### EXTRACT TO READ
For other offices, plexiglass dividers will be cheaper to install than automatic doors. And some safety measures are free, they just require a change in behavior. Bennett says his office is taking a cue from many grocery stores and creating one-way paths for walking to limit how often people cross each other.

These changes may not always be an option. Bennett imagines building codes will eventually require certain health and safety measures. There was a similar update after 9/11, he notes.

Whether it's by law or by choice, redesigning offices and workplaces will take money, which will be in short supply at many businesses. This could lead to multiple tiers of offices in terms of their attention to health safety.

Over time, prices will drop. Offices will catch up as they can, making smaller adjustments as budgets allow.

Employees will notice these delays, though, and many will not be happy with corporate foot-dragging. Workers in various fields have shown more interest in activism when their needs aren't addressed. And Bennett says office buildings, like stores and stadiums, must address these concerns. "If they're not safe, people won't use them," he says.

Mental Health Upgrades

Wearing a mask to get a cup of coffee and working with six feet and a plexiglass wall between you and the nearest colleague may not seem like the best experience. But there are benefits to post-COVID innovations that go beyond avoiding contagions.

"A lot of this should have, could have, been done just to make buildings safer and more efficient," Ein says. For instance, connecting a building's HVAC system to the app that opens doors for workers could lead to fewer instances of the air conditioner running at full blast when no one is around.

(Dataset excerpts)
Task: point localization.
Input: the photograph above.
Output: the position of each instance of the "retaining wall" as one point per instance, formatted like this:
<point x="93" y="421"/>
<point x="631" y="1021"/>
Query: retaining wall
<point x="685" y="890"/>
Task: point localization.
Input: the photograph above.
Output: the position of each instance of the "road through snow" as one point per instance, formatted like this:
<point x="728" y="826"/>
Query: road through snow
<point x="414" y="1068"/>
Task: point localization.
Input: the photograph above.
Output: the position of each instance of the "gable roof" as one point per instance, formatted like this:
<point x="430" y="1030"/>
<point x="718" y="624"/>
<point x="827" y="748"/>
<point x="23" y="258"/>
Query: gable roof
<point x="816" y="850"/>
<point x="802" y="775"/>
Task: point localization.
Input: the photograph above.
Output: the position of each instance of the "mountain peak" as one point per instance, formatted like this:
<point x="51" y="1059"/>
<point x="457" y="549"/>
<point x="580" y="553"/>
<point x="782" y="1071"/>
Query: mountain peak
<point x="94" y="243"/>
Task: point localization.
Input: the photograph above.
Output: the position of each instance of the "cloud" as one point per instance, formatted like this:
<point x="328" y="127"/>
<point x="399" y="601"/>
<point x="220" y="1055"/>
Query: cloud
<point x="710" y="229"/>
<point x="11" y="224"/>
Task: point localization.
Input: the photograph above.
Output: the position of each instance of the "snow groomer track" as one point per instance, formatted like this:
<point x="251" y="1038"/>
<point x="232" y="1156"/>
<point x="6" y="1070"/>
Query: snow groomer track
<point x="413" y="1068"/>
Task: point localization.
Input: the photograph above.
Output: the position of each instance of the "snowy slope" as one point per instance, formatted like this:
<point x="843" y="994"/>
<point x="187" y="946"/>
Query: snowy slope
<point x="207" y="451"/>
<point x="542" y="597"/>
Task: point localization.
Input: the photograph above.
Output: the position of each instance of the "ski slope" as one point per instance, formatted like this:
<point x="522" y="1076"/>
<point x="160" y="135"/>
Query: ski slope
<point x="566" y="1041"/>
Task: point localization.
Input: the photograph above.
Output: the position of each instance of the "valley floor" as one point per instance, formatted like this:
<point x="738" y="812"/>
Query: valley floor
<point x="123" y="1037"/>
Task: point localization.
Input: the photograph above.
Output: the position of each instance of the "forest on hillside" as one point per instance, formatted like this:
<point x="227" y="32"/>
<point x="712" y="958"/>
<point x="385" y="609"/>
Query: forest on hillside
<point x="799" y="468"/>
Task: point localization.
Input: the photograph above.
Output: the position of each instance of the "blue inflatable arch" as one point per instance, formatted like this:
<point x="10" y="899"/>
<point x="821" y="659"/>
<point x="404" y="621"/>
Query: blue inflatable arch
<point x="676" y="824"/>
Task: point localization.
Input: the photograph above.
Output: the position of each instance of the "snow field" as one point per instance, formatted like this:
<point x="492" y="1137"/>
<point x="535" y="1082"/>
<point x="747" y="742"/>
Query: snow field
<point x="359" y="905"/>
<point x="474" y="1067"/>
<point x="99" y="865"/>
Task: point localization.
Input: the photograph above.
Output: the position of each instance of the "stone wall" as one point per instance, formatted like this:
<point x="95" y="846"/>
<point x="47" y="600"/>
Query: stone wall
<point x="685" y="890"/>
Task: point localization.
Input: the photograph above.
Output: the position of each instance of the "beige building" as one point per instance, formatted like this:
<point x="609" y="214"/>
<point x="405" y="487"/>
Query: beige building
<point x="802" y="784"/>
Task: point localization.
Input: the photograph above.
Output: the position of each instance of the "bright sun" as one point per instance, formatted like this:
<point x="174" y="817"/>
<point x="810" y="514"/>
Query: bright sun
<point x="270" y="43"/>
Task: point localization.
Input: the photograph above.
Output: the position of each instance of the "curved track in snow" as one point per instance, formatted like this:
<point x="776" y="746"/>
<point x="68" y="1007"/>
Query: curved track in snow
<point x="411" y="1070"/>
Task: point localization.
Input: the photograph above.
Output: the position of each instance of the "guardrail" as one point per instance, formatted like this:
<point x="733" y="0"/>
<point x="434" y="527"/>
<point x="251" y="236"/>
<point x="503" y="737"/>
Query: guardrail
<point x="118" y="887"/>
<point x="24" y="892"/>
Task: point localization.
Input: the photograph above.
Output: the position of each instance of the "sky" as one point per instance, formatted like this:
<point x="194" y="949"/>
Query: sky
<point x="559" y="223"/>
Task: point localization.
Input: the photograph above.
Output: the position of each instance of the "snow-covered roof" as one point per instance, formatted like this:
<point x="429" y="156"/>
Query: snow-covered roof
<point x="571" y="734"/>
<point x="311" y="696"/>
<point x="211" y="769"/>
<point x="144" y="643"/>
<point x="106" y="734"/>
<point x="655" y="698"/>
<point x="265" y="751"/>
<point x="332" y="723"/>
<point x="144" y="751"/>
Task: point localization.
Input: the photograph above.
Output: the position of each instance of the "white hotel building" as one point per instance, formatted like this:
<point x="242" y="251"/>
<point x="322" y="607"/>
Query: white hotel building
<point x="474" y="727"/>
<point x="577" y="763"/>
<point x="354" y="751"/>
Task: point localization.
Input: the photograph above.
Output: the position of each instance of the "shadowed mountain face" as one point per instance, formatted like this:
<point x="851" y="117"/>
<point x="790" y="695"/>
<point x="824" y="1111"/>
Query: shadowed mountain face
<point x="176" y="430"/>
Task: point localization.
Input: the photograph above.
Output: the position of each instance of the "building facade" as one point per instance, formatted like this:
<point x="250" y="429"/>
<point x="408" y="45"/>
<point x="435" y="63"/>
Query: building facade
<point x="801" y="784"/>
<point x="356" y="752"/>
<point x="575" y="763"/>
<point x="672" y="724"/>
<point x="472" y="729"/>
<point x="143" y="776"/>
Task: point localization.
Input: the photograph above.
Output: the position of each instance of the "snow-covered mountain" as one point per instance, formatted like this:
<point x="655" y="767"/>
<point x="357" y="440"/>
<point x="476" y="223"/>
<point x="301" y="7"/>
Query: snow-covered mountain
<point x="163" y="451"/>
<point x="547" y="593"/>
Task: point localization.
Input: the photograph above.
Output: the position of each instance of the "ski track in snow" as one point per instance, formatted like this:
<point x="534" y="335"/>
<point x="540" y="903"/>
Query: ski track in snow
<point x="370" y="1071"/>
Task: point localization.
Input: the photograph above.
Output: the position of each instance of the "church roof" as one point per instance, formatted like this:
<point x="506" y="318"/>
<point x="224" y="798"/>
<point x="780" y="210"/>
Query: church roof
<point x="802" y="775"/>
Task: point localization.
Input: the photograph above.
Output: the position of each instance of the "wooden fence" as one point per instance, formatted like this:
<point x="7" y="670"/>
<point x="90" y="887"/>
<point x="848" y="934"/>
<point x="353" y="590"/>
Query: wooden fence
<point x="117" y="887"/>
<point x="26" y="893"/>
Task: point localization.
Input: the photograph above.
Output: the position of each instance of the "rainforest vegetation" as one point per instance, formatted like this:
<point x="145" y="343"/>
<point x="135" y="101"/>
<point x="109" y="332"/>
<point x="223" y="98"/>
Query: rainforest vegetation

### DESCRIPTION OF THE TASK
In the extract on redesigning offices for health safety, what free measure is Bennett's office borrowing from grocery stores?

### WRITTEN RESPONSE
It is creating one-way walking paths to limit how often people cross each other.